### Assignment 1:
Please summarize the climate anxiety essay in two sentences.
### Assignment 2:
Resume the climate anxiety essay after its final sentence.

### Excerpted passage:
I have spent much of my life with depression and anxiety as close companions. Like most of us, I have experienced traumatic situations. I also carry the intergenerational trauma from my family; I believe we all carry this in one form or another, both through nature as epigenetics show, and through nurture, the family environment we grow up in, (which has been shaped in large part by the trauma of generations prior).
Often, the way in which my anxiety and depression has shown up is in the form of climate-anxiety — a sense of a looming collapse of the environment and subsequently society. As an adult, I realized I wasn’t alone in my experience of climate-anxiety. Neuroscience now teaches us that things that are unpredictable are perceived as a threat to the brain and nervous system making us feel unsafe and giving us a prevailing sense of unease.
We are living in a real-time climate crisis where our actual survival is not a given. I grew up in a household where from a young age I was taught there was a probable imminent demise of civilization just on the horizon. Often this was delivered via a combination of new-age spiritualism and conspiracy theory (otherwise known as conspirituality). Because of the added imprinting from my family of origin, the present-time climate crisis has had a very potent impact on my nervous system.
Because we are human animals and wired for survival, when we are constantly bombarded with messages that our survival in under threat, (as is the often the case when looking at social media, or the news), it can feel scary at a fundamental level. We live in a time of unprecedented rates of anxiety — in addition to climate-anxiety, the dominant culture promotes hyper-individualism, (which provides the opposite of the connection we actually crave for our well-being), as well as capitalism, (that our value is based on how much money we make).

### Records provided:

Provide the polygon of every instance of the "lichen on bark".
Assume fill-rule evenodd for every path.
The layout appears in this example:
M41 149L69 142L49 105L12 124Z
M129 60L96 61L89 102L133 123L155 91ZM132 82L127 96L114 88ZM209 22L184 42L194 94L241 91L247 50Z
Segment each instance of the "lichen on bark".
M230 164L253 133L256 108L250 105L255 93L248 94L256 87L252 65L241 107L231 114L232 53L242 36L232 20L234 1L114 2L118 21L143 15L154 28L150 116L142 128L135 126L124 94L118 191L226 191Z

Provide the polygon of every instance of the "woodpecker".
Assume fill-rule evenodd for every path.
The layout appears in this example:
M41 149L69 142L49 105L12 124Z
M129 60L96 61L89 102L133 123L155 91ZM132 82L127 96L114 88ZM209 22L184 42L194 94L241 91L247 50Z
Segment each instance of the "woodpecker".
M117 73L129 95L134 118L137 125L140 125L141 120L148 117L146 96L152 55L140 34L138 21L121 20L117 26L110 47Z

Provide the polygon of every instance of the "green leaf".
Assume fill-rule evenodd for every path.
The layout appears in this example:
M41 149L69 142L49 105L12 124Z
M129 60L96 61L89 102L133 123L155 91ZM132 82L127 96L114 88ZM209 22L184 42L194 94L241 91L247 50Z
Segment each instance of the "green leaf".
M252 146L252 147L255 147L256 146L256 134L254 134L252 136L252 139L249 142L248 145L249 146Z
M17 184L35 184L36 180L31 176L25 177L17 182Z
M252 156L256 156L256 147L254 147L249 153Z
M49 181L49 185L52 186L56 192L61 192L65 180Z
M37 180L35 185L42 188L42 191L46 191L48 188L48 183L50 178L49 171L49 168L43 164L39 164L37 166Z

### Task answer 1:
The writer has long lived with depression and anxiety and carries intergenerational family trauma, and these often show up as climate-anxiety, made more potent by a childhood of being taught that civilization's demise was imminent. Because humans are wired for survival, constant messages of threat feel frightening at a fundamental level, and this comes at a time of unprecedented anxiety, amid a dominant culture that promotes hyper-individualism and capitalism.

### Task answer 2:
My interest in cults and conspiracy theories was sparked through friends and family members becoming fascinated and subsequently radicalized via online Conspiracy theories such as QAnon. Seeing the dramatic shifts in people I care for has made me passionate about increasing access to therapy for those attempting to de-radicalize. Also, to promote cult education so that people are less susceptible to indoctrination from cultish groups and conspiracy theories.
Psychotherapy modalities have helped me the most when there is a somatic element — feeling into what is held in my body and listening with compassion to the felt-sense messages that my body has stored, (often since childhood). This somatic inquiry and ‘being-with’ is what has enabled me to feel safer in my body by regulating my nervous system and not feeling under threat (fight, flight, freeze, collapse).
The counselling training program I took as well as my training in Internal Family Systems Therapy was experiential — so what we will practice in our therapy sessions won’t be just coming out of a textbook, these will be practices I have lived and breathed, (and often squirmed in), myself.
Other interests:
In addition to my interest in psychotherapy, I am devoted to my family, my dear friends, and my community where I live on Cortes Island. I care about racial equity, queer rights, media literacy, sex-positivity, animal-rights. I’m a bibliophile, with a fond spot for poetry. Before I became a therapist I worked for a decade as a photographer. I play music, make mixed-media art & write fiction, and non-fiction (mostly about conspirituality).